— Start Dataset —

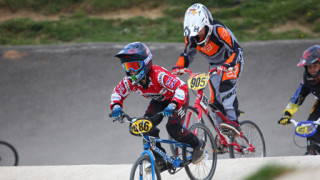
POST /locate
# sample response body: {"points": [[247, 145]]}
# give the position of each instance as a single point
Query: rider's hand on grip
{"points": [[226, 67], [116, 111], [177, 70], [168, 111], [285, 120]]}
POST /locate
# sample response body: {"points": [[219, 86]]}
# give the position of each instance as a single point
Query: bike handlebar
{"points": [[295, 123], [189, 71], [124, 115]]}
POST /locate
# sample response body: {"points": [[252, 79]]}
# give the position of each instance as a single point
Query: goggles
{"points": [[134, 66]]}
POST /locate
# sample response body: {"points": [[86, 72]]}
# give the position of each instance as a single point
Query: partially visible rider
{"points": [[218, 44], [310, 60], [166, 91]]}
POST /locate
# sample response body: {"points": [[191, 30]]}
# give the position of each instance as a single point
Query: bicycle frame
{"points": [[203, 110], [151, 144]]}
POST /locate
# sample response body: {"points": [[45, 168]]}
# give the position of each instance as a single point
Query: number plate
{"points": [[305, 129], [198, 81], [204, 102], [140, 126]]}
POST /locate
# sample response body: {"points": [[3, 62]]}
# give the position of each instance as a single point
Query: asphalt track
{"points": [[54, 99]]}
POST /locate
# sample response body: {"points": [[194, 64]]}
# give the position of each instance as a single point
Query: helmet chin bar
{"points": [[137, 78]]}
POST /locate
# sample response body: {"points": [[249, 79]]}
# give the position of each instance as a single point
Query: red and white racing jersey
{"points": [[162, 86]]}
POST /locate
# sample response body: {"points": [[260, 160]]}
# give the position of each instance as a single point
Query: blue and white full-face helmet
{"points": [[137, 57]]}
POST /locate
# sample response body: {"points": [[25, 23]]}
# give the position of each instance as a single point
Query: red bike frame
{"points": [[224, 140]]}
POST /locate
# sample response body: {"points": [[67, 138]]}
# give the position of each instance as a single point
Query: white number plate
{"points": [[204, 102]]}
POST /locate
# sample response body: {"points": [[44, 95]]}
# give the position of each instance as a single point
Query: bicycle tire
{"points": [[253, 135], [139, 167], [192, 118], [206, 168], [9, 155]]}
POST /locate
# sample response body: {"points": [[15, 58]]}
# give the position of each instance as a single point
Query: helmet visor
{"points": [[202, 37], [134, 66]]}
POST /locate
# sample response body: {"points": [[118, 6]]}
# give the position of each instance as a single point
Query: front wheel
{"points": [[252, 143], [206, 168], [8, 155], [141, 169]]}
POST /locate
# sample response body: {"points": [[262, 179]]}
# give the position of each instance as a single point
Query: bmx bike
{"points": [[250, 142], [141, 126], [306, 129]]}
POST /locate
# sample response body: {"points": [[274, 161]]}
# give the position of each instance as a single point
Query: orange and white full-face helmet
{"points": [[196, 18]]}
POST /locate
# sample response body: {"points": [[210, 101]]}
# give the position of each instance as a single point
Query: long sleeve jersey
{"points": [[222, 47], [304, 89], [162, 86]]}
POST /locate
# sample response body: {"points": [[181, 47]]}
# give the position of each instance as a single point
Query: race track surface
{"points": [[54, 99]]}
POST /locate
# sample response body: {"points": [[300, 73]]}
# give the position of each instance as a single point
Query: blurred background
{"points": [[78, 21]]}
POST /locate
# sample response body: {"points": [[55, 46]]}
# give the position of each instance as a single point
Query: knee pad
{"points": [[226, 86]]}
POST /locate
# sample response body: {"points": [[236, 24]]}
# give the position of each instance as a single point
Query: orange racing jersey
{"points": [[222, 47]]}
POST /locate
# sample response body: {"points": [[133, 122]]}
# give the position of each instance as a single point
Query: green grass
{"points": [[250, 20], [269, 172]]}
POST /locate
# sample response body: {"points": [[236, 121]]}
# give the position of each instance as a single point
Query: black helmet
{"points": [[136, 56], [310, 56]]}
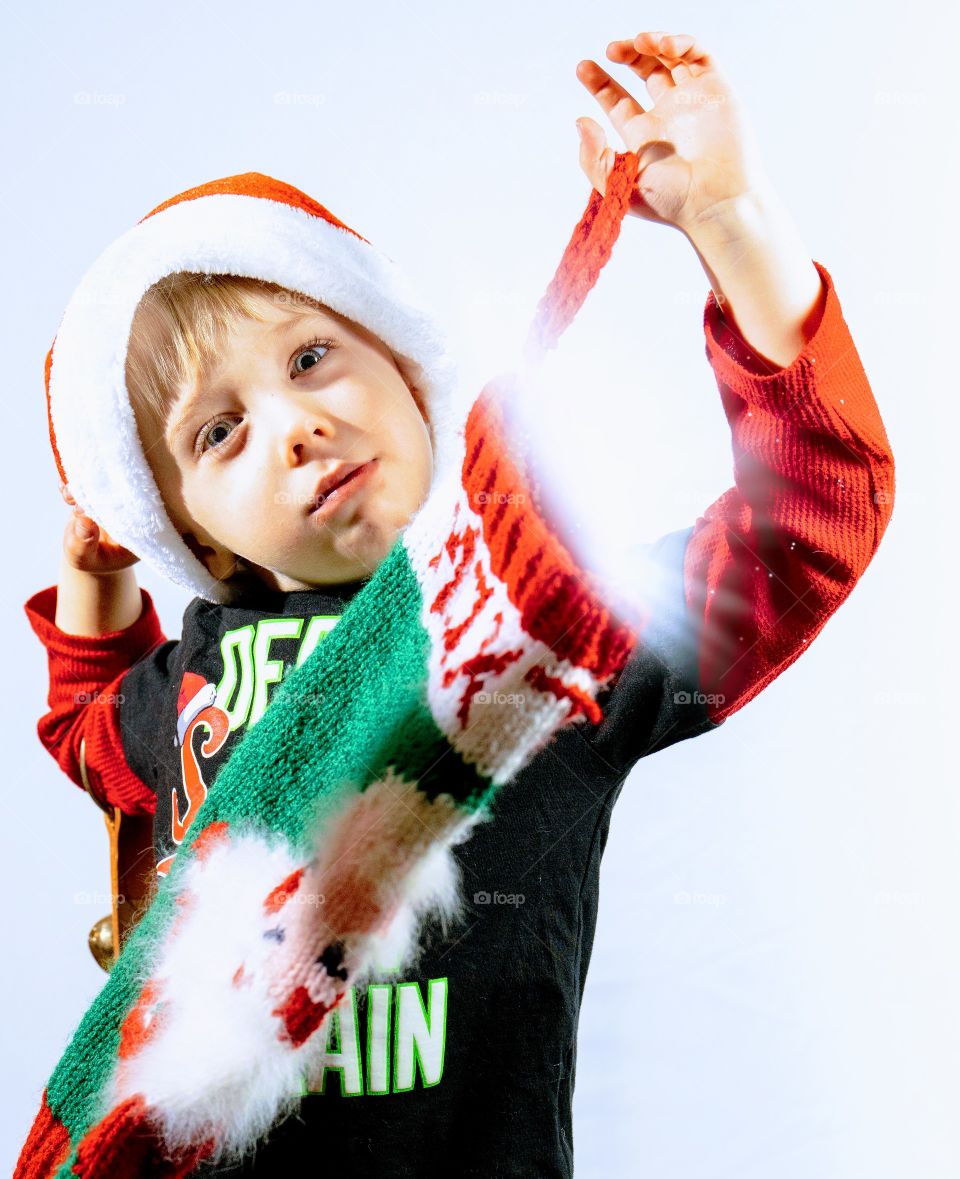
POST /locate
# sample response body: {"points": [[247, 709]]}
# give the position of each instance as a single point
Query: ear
{"points": [[421, 404], [218, 561]]}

— End Dataset —

--- Task to complete ---
Take the listing above and restate it word for word, without its pictures.

--- Exercise result ---
POST /locate
# sample response body: {"points": [[247, 145]]}
# give the position of each instance as a single point
Query: rider's hand on grip
{"points": [[226, 67], [116, 111], [177, 70], [168, 111], [285, 120]]}
POST /locate
# sample response body: {"points": [[219, 86]]}
# give the position of each instance as a single point
Query: bike handlebar
{"points": [[295, 123], [189, 71], [124, 115]]}
POST /locate
# sample response body: {"points": [[252, 79]]}
# give the position of each instance as a single point
Query: goggles
{"points": [[134, 66]]}
POST /locate
# sample response body: {"points": [[86, 72]]}
# give the position of each instance as a single point
Query: partially visible rider
{"points": [[218, 44], [310, 60], [166, 91]]}
POST /locate
# sample response body: {"points": [[191, 30]]}
# give the position of each instance as a single point
Query: bicycle frame
{"points": [[203, 110], [151, 144]]}
POST /locate
# sample response body: {"points": [[45, 168]]}
# give the position of each instance as a single point
Query: number plate
{"points": [[305, 129], [198, 81], [204, 102], [140, 126]]}
POST /locate
# sample response body: {"points": [[3, 62]]}
# give the position of each instance as a single point
Query: asphalt track
{"points": [[54, 99]]}
POST /locate
# sample response body: {"points": [[194, 64]]}
# give the position of each instance as a single point
Query: helmet chin bar
{"points": [[137, 78]]}
POST /locate
# sample response body: {"points": [[249, 79]]}
# give the position of each instance as a single point
Query: red and white racing jersey
{"points": [[162, 86]]}
POST /locate
# sample response body: {"points": [[260, 160]]}
# give the position of each instance as a single point
Query: blue and white full-face helmet
{"points": [[137, 57]]}
POST /locate
# sample response body: {"points": [[25, 23]]}
# give the position of each instance as a single point
Query: red bike frame
{"points": [[224, 140]]}
POST /locate
# sample response body: {"points": [[67, 138]]}
# give the position of each instance as a single point
Query: white number plate
{"points": [[204, 102]]}
POST /locate
# sample response body: {"points": [[44, 95]]}
# give the position of each instance as a single point
Query: bicycle tire
{"points": [[253, 135], [139, 167], [192, 118], [206, 168], [9, 155]]}
POST /locate
# sample response body: {"points": [[15, 58]]}
# give the position of each instance as a single point
Query: helmet visor
{"points": [[202, 37], [134, 66]]}
POST /locate
# sample response body: {"points": [[118, 6]]}
# give the position of each instance as a single point
Query: front wheel
{"points": [[252, 143], [206, 168], [8, 155], [141, 169]]}
POST /locate
# sample response body: {"points": [[262, 179]]}
# give the position of each instance as a single point
Query: bmx bike
{"points": [[250, 142], [141, 126], [306, 129]]}
POST /locate
# sample response body: {"points": [[274, 161]]}
# give the position of each instance as a single point
Query: orange and white full-face helmet
{"points": [[196, 18]]}
POST /locate
# sample response body: {"points": [[210, 101]]}
# give the position of each instance as a single point
Query: long sleeve jersey
{"points": [[222, 47], [304, 89], [162, 86]]}
POST /locate
# sample response body: {"points": [[181, 47]]}
# give the position of each instance as a single point
Query: race track surface
{"points": [[54, 99]]}
POST /locate
# sample response body: {"points": [[300, 73]]}
# give the position of each instance as a single point
Query: blurred background
{"points": [[78, 21]]}
POST /locate
# sample response body: {"points": [[55, 46]]}
# give the position of each instance as a single point
Query: knee pad
{"points": [[226, 86]]}
POST /locate
# sample response body: {"points": [[236, 24]]}
# give the position of each instance as a single point
Query: orange racing jersey
{"points": [[222, 47]]}
POST /locate
# sample response body: {"points": [[133, 122]]}
# give the position of each instance as a single point
Query: green grass
{"points": [[250, 20], [269, 172]]}
POST /locate
# sample response body: {"points": [[236, 121]]}
# give the position of each instance as a single point
Query: black helmet
{"points": [[136, 56], [310, 56]]}
POST /locate
# sample response body: {"points": [[247, 709]]}
# give the position of each instance as a single point
Query: ear
{"points": [[421, 404], [218, 561]]}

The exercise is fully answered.